## REQUIRED ACTIONS
1/ Please list every person named in the stop-sign article.
2/ Repeat the stop-sign article word for word from "Jack Sullivan, the" to "the recommended changes.".
3/ Carry on the stop-sign article past its last sentence.

## SOURCE TEXT
/---

Following a staff proposal to replace many all‑way stops with an alternating 'basket weave' stop pattern, residents urged retaining four‑way stops near parks and schools. Council voted unanimously to delay action and directed staff to revisit the 2022 traffic‑sign policy.

St. Louis Park's City Council on Dec. 22 unanimously voted to delay consideration of a staff proposal to reconfigure stop controls in the Minnetonka Vista neighborhood after more than two hours of public comment from concerned residents.

Jack Sullivan, the city's assistant city engineer, told the council staff reviewed 39 internal neighborhood intersections and recommended an "alternating stop control intersection pattern" intended to reduce variability across the network. "The vast, vast majority — only about 12% — come to a complete stop" at existing signs in the study area, Sullivan said, a statistic he cited as part of the rationale for the recommended changes.

Residents rebutted the data and appealed to safety. "The proposed traffic control plan for Minnetonka Vista is dangerous and unsupported by data," said Kate Pickman, a longtime resident who cited outside studies and questioned city sampling (one 24‑hour study of four intersections). Other speakers described children waiting at neighborhood bus stops and the intersection of 39th and Joppa as a primary pedestrian route to Minnetonka Vista Park. "If the current north‑south stop at 39th and Joppa is eliminated, drivers will have three consecutive blocks without a north‑south stop sign," said Linda Jennings, who supplied written concerns and signatures for the record.

\---

## DATA
/---

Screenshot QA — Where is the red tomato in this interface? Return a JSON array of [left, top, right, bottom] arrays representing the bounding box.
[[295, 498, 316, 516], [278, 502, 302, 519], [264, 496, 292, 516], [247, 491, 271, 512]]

\---

## ANSWERS
1/ Jack Sullivan, Kate Pickman, Linda Jennings

2/
Jack Sullivan, the city's assistant city engineer, told the council staff reviewed 39 internal neighborhood intersections and recommended an "alternating stop control intersection pattern" intended to reduce variability across the network. "The vast, vast majority — only about 12% — come to a complete stop" at existing signs in the study area, Sullivan said, a statistic he cited as part of the rationale for the recommended changes.

3/
Residents raised several recurring points: that cut‑through commuter traffic routed by navigation apps would be encouraged by fewer stops; that rolling but reduced speeds at many signs still create a predictable pause that benefits children, pets and elderly pedestrians; and that the staff analysis did not include detailed pedestrian counts or longer pre/post studies at affected intersections. Multiple speakers asked for more transparent metrics on speed, volume and pedestrian exposure and for clearer monitoring and success criteria before any removals.

Sullivan said staff used three factors—stop‑sign warrants (industry standards), neighborhood predictability and community feedback—and acknowledged the proposal had generated substantial feedback. He told council staff mailed a newsletter to just under 1,000 properties and to about 2,000 email recipients, personally spoke with roughly 70 residents, and modified two locations (keeping all‑way stops at 40th & Quentin and 42nd at Princeton/Quentin because of sight‑line concerns). He also told the council that, if changes are implemented, staff would monitor speeds, volumes and crash history and consider adjustments based on the data.

A council member moved to delay the vote and direct staff to revisit the traffic‑sign policy the city adopted in 2022; the motion was seconded and later passed by voice vote. Mayor Pro Tem Bodwin closed public comment and presided over the unanimous motion to defer. "We really do value public comment," Bodwin said during the meeting, thanking residents for their turnout.

Council members who spoke during debate cited competing priorities: some emphasized the value of a citywide, predictable approach that staff described; others said local, site‑specific safety concerns—especially along 38th Street and the 39th/Joppa corridor—warranted further study and potentially different remedies such as enforcement, flashing beacons or other traffic‑calming measures. Several council members urged increased enforcement of existing stop signs as one near‑term step.

What happens next: council directed staff to revisit the 2022 policy, to return with clarifications about data, monitoring criteria and potential alternatives, and to take resident concerns into account. The council will resume consideration of the Minnetonka Vista recommendations under the revised policy process in 2026 (the motion delayed action into the next year). Staff materials and several residents' written submissions will be part of the public record.

Votes at a glance: the council approved the meeting agenda by voice vote earlier in the session and later voted unanimously to delay the Minnetonka Vista traffic‑control decision and to ask staff to revisit the 2022 traffic sign policy. No final vote was taken on rescinding or authorizing the resolutions Sullivan described; those substantive actions were deferred.